━━ Trecho do documento

Depois da bonança, a tempestade. Após a euforia nos mercados globais na quarta-feira, que se refletiu ontem na Ásia e Europa, a incerteza voltou a predominar, com a afirmação da Casa Branca de que as tarifas totais para a China serão de 145%.

E as consequências das medidas de Trump, mesmo com a decisão de suspender as “tarifas recíprocas” de todos os países, exceto a China, por 90 dias, já podem ser sentidas no cotidiano das empresas. A crise já chegou à economia real.

Os primeiros sinais de uma desaceleração economicamente prejudicial no comércio global já estão surgindo, à medida que empresas ao redor do mundo apertam o botão de pausa em seus pedidos, devido à guerra de tarifas entre Estados Unidos e China. Da gigante Amazon a pequenos comércios americanos, a ordem agora é esperar para ver.

A Apple, correndo contra as tarifas, fretou cinco aviões de carga para mandar iPhones aos EUA antes de os preços aumentarem. E há quem já se preocupe com o Natal, pois a encomenda de itens de decoração é feita com muita antecedência.

━━━━

O que fazer
Pode transcrever literalmente, do trecho sobre as tarifas acima, a passagem que vai de "E as consequências" até "à economia real."? Os itens são material à parte, independente do trecho acima.

━━ Linhas de dados

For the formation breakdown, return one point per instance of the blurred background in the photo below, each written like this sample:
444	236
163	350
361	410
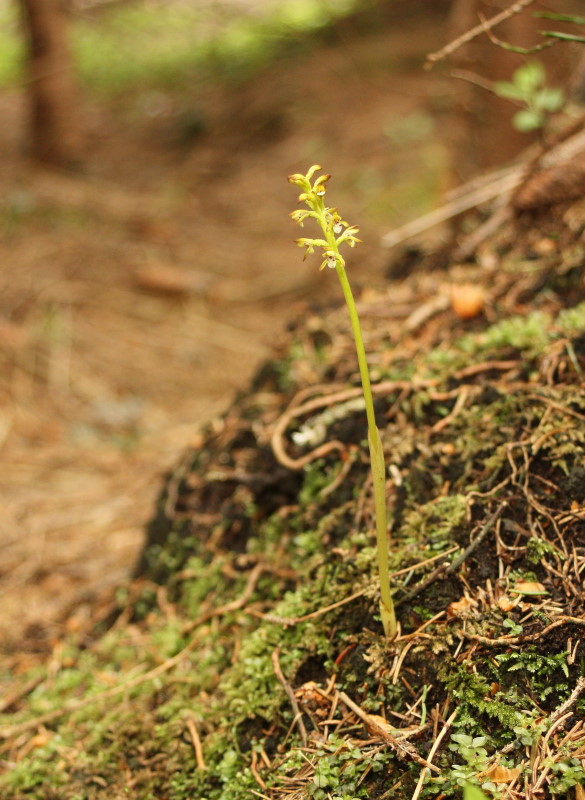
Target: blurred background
147	264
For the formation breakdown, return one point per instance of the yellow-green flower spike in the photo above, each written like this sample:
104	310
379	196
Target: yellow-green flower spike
336	231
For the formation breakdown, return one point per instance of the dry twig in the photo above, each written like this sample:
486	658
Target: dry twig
290	694
483	27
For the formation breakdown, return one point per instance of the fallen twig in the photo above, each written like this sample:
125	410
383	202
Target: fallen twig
194	733
483	27
378	727
290	694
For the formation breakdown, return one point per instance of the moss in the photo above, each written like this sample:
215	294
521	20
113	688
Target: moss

━━━━

Solução
E as consequências das medidas de Trump, mesmo com a decisão de suspender as “tarifas recíprocas” de todos os países, exceto a China, por 90 dias, já podem ser sentidas no cotidiano das empresas. A crise já chegou à economia real.